▶ _What you have to do_:
Return each entry exactly, with none missing.

BEGIN Records for this task

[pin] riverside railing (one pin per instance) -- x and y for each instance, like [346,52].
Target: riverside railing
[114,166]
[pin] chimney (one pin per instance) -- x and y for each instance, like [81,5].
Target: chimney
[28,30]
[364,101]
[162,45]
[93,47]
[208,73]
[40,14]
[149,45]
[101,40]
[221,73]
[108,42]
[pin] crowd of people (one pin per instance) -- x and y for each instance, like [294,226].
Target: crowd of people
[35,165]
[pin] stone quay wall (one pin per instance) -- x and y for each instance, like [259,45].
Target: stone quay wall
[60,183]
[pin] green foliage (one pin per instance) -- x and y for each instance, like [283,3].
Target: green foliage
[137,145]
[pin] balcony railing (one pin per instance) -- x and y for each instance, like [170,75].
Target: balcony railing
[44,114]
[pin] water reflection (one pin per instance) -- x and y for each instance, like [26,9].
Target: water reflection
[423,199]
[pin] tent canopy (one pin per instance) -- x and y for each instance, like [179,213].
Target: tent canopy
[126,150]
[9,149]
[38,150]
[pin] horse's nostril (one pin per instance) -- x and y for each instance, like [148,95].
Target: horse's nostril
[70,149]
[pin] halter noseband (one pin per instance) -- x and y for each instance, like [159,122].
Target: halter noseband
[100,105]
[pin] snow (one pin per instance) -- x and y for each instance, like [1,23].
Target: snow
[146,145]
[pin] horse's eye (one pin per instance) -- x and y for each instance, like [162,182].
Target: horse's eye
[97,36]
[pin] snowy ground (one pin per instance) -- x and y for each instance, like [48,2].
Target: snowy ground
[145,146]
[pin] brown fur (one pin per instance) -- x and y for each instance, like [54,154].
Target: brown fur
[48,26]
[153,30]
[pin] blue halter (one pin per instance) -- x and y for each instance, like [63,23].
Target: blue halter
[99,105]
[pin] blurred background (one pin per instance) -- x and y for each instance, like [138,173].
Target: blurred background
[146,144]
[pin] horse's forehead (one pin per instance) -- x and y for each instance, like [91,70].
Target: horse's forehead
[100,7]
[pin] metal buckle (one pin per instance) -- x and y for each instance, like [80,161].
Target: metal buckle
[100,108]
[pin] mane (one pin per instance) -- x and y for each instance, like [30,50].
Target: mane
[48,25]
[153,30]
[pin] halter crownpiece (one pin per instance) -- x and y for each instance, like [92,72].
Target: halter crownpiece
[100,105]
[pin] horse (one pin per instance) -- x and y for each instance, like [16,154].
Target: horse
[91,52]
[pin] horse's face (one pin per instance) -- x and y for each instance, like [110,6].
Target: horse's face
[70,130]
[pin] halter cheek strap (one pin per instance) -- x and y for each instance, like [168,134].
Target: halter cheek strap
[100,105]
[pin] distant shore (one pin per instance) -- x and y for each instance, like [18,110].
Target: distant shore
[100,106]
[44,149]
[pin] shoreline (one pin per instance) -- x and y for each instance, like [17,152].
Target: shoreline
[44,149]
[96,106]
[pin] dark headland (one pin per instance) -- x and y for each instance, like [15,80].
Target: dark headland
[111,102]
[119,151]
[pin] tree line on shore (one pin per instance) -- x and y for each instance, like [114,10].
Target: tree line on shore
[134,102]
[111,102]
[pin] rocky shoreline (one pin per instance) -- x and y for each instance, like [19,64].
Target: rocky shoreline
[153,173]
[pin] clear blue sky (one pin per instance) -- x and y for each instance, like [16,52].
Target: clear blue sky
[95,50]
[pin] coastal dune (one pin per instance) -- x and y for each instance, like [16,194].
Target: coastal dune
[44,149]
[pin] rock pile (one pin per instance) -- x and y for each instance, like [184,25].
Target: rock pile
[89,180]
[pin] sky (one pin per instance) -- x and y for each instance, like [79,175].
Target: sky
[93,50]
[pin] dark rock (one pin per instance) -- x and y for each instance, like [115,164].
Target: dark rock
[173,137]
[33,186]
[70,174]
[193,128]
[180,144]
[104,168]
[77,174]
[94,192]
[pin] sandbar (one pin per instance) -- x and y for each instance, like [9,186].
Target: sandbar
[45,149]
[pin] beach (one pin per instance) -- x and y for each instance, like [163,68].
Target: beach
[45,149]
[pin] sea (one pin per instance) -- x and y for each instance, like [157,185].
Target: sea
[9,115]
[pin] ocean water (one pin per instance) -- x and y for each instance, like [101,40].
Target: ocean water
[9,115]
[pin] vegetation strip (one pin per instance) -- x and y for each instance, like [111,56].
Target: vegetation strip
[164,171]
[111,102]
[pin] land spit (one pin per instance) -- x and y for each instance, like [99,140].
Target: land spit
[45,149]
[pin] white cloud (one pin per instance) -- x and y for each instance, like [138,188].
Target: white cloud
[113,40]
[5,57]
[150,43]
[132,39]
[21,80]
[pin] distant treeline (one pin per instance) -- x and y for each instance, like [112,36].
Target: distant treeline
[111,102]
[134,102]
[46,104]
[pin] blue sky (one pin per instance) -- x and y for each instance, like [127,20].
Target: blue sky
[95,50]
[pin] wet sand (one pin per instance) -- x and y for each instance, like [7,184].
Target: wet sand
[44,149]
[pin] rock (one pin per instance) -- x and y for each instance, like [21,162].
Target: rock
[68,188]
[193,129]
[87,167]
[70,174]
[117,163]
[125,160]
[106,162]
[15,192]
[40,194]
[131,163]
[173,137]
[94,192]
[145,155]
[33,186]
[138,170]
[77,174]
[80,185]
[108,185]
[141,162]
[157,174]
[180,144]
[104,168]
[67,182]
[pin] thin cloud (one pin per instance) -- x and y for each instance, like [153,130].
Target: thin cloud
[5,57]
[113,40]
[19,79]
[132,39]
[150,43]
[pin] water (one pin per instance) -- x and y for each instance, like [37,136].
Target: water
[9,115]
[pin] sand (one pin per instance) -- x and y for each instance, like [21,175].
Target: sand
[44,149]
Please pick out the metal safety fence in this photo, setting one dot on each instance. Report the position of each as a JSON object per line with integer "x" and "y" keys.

END Records for this task

▶ _Answer to this problem_:
[pin] riverside railing (one pin per instance) -- x and y for each instance, like [346,52].
Target: riverside railing
[114,166]
[pin] chimney (one pin per instance) -- x and y for each instance, like [81,5].
Target: chimney
[28,30]
[364,101]
[162,45]
[93,47]
[208,73]
[40,14]
[149,45]
[101,40]
[221,73]
[108,42]
[pin] crowd of people (one pin per instance) -- x and y for each instance, like [294,226].
Target: crowd of people
[35,165]
[pin] stone quay wall (one pin per instance) -- x and y for each instance, like [259,45].
Target: stone quay wall
[60,183]
[pin] green foliage (one pin per instance) -- x and y for each instance, like [283,3].
Target: green foliage
[137,145]
[pin] balcony railing (one pin per instance) -- x and y for each instance, like [170,75].
Target: balcony railing
[44,114]
[pin] water reflection (one pin per instance) -- x and y for each instance, like [26,9].
Target: water reflection
[423,199]
[pin] tent canopy (one pin per instance) -- x and y for each instance, like [179,213].
Target: tent canopy
[126,150]
[9,149]
[38,150]
[pin] horse's nostril (one pin per instance) -- x and y for each instance, like [148,95].
Target: horse's nostril
[70,149]
[pin] halter noseband (one pin per instance) -- x and y for each instance, like [159,122].
Target: halter noseband
[100,105]
[pin] snow (one pin per instance) -- x and y for each instance, like [1,23].
Target: snow
[146,145]
[pin] horse's eye (one pin per instance) -- x and y for each instance, like [162,182].
Target: horse's eye
[97,36]
[pin] snowy ground (one pin per instance) -- x and y for each instance, like [48,2].
Target: snowy ground
[145,146]
[pin] brown fur (one pin per instance) -- x and y for each instance, like [54,154].
Target: brown fur
[48,26]
[153,30]
[pin] blue halter (one pin per instance) -- x and y for each instance, like [63,23].
Target: blue halter
[99,105]
[pin] blurred background (one pin per instance) -- x and y for each instance, like [138,173].
Target: blurred background
[146,144]
[pin] horse's forehead (one pin per instance) -- x and y for each instance, like [91,70].
Target: horse's forehead
[100,7]
[pin] metal buckle (one pin per instance) -- x and y for each instance, like [80,161].
Target: metal buckle
[100,108]
[pin] mane (one pin per instance) -- x and y for each instance, like [30,50].
Target: mane
[48,25]
[153,30]
[pin] halter crownpiece (one pin per instance) -- x and y for each instance, like [92,72].
Target: halter crownpiece
[100,105]
[pin] horse (one pin per instance) -- x and y for each instance, like [16,154].
Target: horse
[91,52]
[pin] horse's face (one pin per instance) -- x and y for each instance, like [110,6].
Target: horse's face
[70,130]
[pin] halter cheek strap (one pin per instance) -- x and y for each instance, like [168,134].
Target: halter cheek strap
[100,105]
[pin] distant shore (one pin per instance) -- x and y for each instance, like [18,110].
Target: distant shore
[100,106]
[44,149]
[pin] shoreline (one pin per instance) -- x and y for each instance, like [17,152].
Target: shoreline
[44,149]
[96,106]
[pin] dark headland (one pin per instance) -- x and y for each instance, like [15,80].
Target: dark headland
[111,102]
[119,151]
[pin] tree line on shore (one pin per instance) -- x and y for each instance, like [114,10].
Target: tree line on shore
[134,102]
[111,102]
[pin] rocky shoreline (one pin per instance) -- x and y for each instance, like [19,64].
Target: rocky shoreline
[153,173]
[pin] clear blue sky (one pin per instance) -- x and y for each instance, like [16,52].
Target: clear blue sky
[95,50]
[pin] coastal dune (one pin per instance) -- x and y for each instance, like [16,194].
Target: coastal dune
[44,149]
[pin] rock pile (one pin per instance) -- x and y for each instance, like [184,25].
Target: rock pile
[89,180]
[pin] sky (one pin per instance) -- x and y for each instance, like [79,175].
Target: sky
[93,50]
[pin] dark rock (one pin per instance) -- x and y for each instance, like [115,164].
Target: dark rock
[173,137]
[33,186]
[70,174]
[193,128]
[180,144]
[104,168]
[77,174]
[94,192]
[pin] sandbar (one pin per instance) -- x and y for each instance, like [9,186].
Target: sandbar
[45,149]
[pin] beach (one pin per instance) -- x and y for each instance, like [163,68].
Target: beach
[45,149]
[pin] sea (one pin per instance) -- x and y for each instance, like [157,185].
Target: sea
[9,115]
[pin] ocean water (one pin per instance) -- x and y for each instance, like [101,40].
Target: ocean water
[9,115]
[pin] vegetation strip (one pin per instance) -- x and y for each instance, like [111,56].
Target: vegetation strip
[164,171]
[111,102]
[pin] land spit (one pin per instance) -- x and y for each instance, like [99,140].
Target: land spit
[45,149]
[pin] white cloud (one pin per instance) -- x and y for each instance, like [138,188].
Target: white cloud
[113,40]
[5,57]
[150,43]
[132,39]
[21,80]
[pin] distant treeline (one pin per instance) -- x and y for each instance, like [112,36].
Target: distant treeline
[111,102]
[134,102]
[46,104]
[pin] blue sky (one pin per instance) -- x and y for each instance, like [127,20].
Target: blue sky
[95,50]
[pin] wet sand (one pin per instance) -- x and y for each instance, like [7,184].
Target: wet sand
[44,149]
[pin] rock (one pin per instance) -- x and y for each instance, like [21,162].
Target: rock
[68,188]
[193,129]
[87,167]
[70,174]
[117,163]
[125,160]
[106,162]
[15,192]
[40,194]
[131,163]
[173,137]
[94,192]
[145,155]
[33,186]
[138,170]
[77,174]
[80,185]
[108,185]
[141,162]
[157,174]
[180,144]
[104,168]
[67,182]
[pin] thin cloud (one pin per instance) -- x and y for each instance, like [153,130].
Target: thin cloud
[5,57]
[113,40]
[19,79]
[132,39]
[150,43]
[pin] water (one pin per instance) -- x and y for each instance, like [37,136].
Target: water
[9,115]
[pin] sand (one pin per instance) -- x and y for each instance, like [21,175].
Target: sand
[44,149]
Please pick out the metal safety fence in this photo, setting one dot on each instance. Report the position of each as a JSON object per line with integer "x" and "y" keys.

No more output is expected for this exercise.